--- List of tasks ---
A. Output the passage of the comments on file sharing from "If ‘Hawkeye’ (GO" to "fought for long.".
B. In the comments on file sharing, whom does the first commenter quote?
C. Write the next part of the comments on file sharing, picking up after their final line.

--- Selected extract ---
⁂

This is stupid. Even I have revert to sticking my tape recorder at the speaker. I’m going to continue copying my music that I own. As Howie Carr says, “Screw” :d


#5

If ‘Hawkeye’ (GO MASH!) was to share dud files over the internet wouldnt people just blacklist the hash instead? So when you started downloading it you would see other sources clearly stating “Dummy file - do not download!” Yet another idiotic idea to protect the coffers of the MPAA and RIAA. When will they learn the only way to compete with a FREE download over the internet is to LOWER prices on seeing movies and buying music. P2P is an innovation, and innovaion can not be fought for long.


#6

They obviously stole the "hawkeye’ name from the Callaway range of golf clubs.

⁂

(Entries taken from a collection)

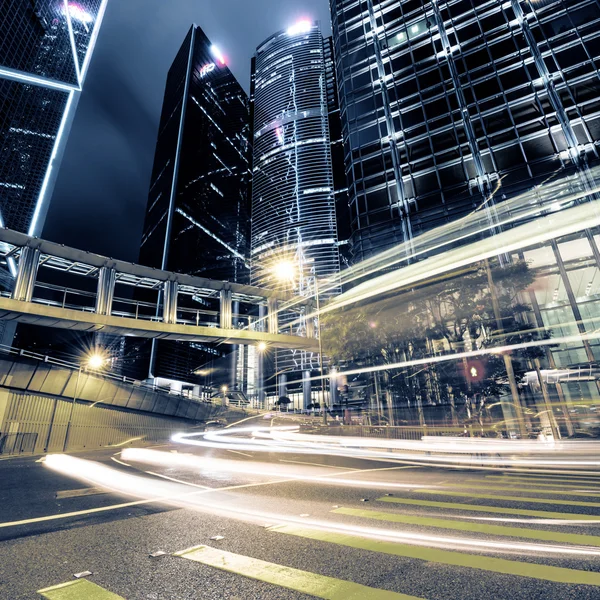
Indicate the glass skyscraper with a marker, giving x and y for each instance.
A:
(197, 214)
(45, 50)
(445, 103)
(197, 217)
(293, 205)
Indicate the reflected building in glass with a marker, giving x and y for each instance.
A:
(446, 103)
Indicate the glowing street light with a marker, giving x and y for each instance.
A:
(96, 361)
(284, 270)
(303, 26)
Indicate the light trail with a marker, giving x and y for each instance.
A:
(451, 452)
(136, 486)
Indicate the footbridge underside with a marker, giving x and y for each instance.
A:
(125, 299)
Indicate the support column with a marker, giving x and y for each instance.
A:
(226, 310)
(106, 290)
(333, 388)
(260, 360)
(282, 384)
(25, 281)
(272, 306)
(306, 389)
(233, 364)
(310, 321)
(170, 302)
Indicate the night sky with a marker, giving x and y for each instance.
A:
(101, 193)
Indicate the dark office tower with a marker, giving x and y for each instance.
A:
(45, 49)
(197, 215)
(293, 206)
(197, 219)
(443, 101)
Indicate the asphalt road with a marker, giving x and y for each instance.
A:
(441, 534)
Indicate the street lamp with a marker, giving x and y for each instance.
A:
(94, 362)
(285, 270)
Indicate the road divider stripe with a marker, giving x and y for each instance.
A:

⁂

--- Written answers ---
A.
If ‘Hawkeye’ (GO MASH!) was to share dud files over the internet wouldnt people just blacklist the hash instead? So when you started downloading it you would see other sources clearly stating “Dummy file - do not download!” Yet another idiotic idea to protect the coffers of the MPAA and RIAA. When will they learn the only way to compete with a FREE download over the internet is to LOWER prices on seeing movies and buying music. P2P is an innovation, and innovaion can not be fought for long.

B. Howie Carr.

C.
#7

[I]They obviously stole the "hawkeye’ name from the Callaway range of golf clubs.[/I] Not really. As long as the product classification is different, trademark names can be identical. Should Macrovision in their wisdom, one day decide to make golf clubs called Hawkeye, then they can be sued for trademark infringement. But I’m sure FreqNasty you meant it as a joke. :B
[edited by icepax on 25.01.2005 15:30]


#8

It’s always worth a giggle when I see a 1:1 DVD copy with “Quality Protection by Macrovision” at the end. I suspect the CD protection will work just as well. :stuck_out_tongue:


#9

Since 2002, over 4,000 music albums are using Macrovision’s content protection technology, which accounts for over 400 million music CDs worldwide or over 4 billion songs. Their technology is in use by over 22 major and independent record labels and 20 resellers.
And works fine aint it still all those album are ended up on the internet and the (lame) p2p networks. Only solution is lowering the goddamn prices of the albums and movies. This is also goes for software.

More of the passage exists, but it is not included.